Entries from a dataset:
______

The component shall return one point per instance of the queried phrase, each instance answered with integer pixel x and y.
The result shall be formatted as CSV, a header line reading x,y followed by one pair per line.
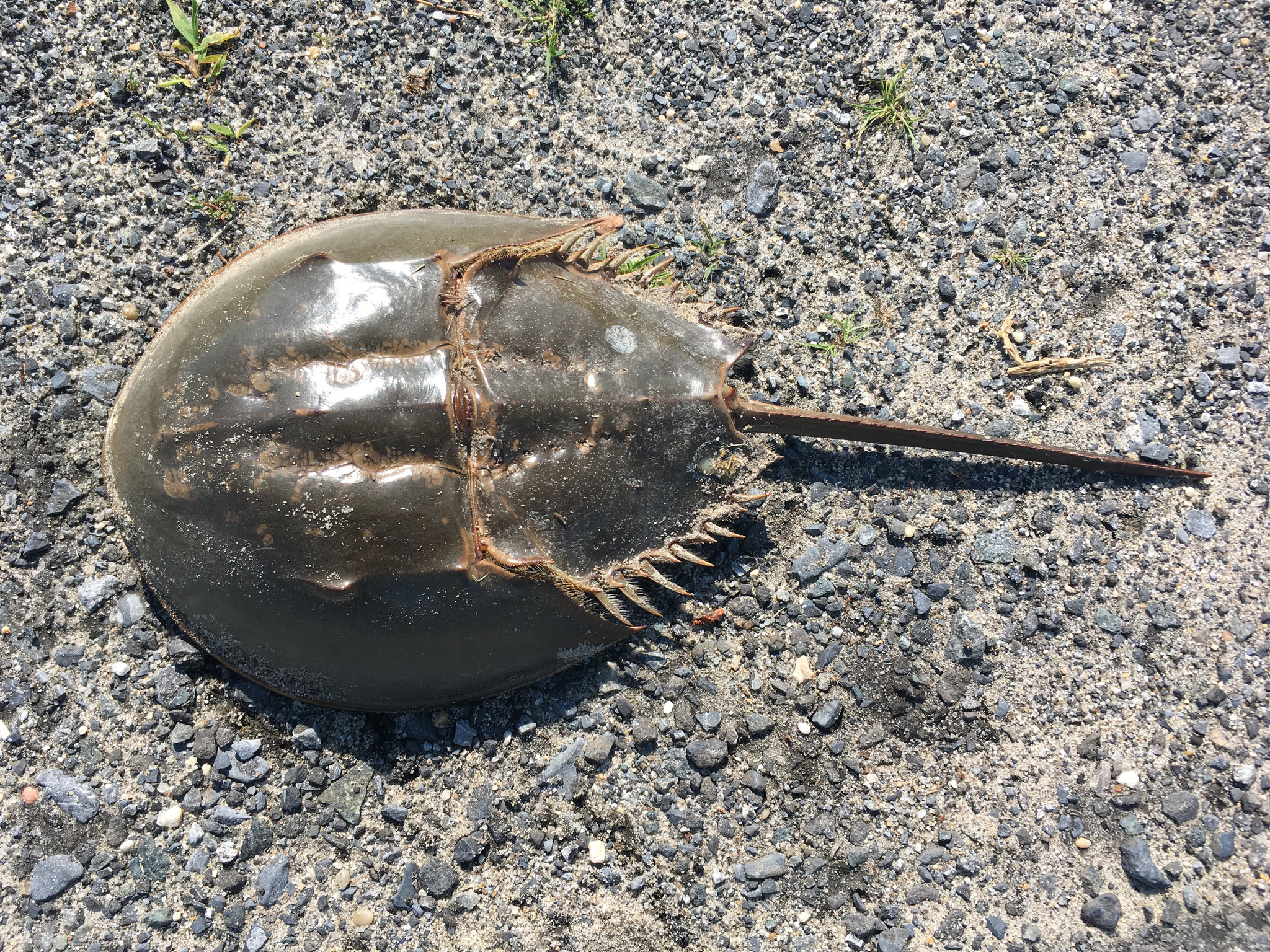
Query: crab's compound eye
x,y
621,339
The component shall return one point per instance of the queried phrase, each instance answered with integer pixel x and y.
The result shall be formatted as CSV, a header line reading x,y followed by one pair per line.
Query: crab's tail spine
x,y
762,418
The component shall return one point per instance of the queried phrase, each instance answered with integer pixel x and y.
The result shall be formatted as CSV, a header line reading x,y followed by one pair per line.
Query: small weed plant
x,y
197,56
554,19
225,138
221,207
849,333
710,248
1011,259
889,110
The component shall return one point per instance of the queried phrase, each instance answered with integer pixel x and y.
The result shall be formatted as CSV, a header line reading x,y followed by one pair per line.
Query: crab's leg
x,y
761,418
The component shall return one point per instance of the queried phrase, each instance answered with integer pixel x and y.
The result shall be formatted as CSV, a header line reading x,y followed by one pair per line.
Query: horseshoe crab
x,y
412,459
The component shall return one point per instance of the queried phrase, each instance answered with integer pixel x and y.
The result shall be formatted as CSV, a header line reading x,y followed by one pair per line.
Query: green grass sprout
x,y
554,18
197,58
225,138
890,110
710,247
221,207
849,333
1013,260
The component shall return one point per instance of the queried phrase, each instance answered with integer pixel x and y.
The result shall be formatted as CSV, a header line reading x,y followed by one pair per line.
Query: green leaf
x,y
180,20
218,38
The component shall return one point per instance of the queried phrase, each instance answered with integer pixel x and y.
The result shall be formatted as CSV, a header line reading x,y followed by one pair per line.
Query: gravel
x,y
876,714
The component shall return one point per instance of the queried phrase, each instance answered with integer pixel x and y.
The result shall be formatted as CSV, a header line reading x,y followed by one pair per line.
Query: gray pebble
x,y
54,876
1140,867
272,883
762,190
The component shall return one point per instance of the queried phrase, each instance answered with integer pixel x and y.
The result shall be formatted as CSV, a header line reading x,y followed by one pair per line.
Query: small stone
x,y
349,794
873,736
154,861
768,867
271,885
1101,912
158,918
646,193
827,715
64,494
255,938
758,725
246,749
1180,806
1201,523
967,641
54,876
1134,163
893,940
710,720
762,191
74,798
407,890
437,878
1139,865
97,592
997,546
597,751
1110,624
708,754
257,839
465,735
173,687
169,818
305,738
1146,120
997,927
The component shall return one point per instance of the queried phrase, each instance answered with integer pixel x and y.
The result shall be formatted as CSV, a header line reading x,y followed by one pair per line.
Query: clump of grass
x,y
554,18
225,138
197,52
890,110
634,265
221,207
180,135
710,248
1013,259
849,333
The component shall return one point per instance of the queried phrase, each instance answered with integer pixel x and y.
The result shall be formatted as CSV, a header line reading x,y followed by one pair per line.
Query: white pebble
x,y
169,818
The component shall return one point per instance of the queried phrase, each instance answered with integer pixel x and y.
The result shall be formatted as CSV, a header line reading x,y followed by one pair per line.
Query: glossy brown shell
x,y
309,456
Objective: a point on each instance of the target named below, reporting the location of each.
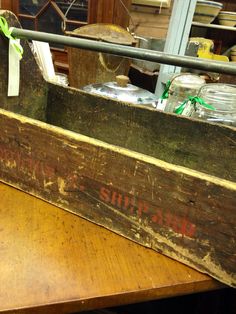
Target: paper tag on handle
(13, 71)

______

Copy the material without changes, starting at the line that contains "Objective: a point" and going through the end of the material. Leave out the picture.

Response to this exercise:
Objective: a point on each instance of the target named below, reporting the location of each.
Target: paper tag on handle
(13, 71)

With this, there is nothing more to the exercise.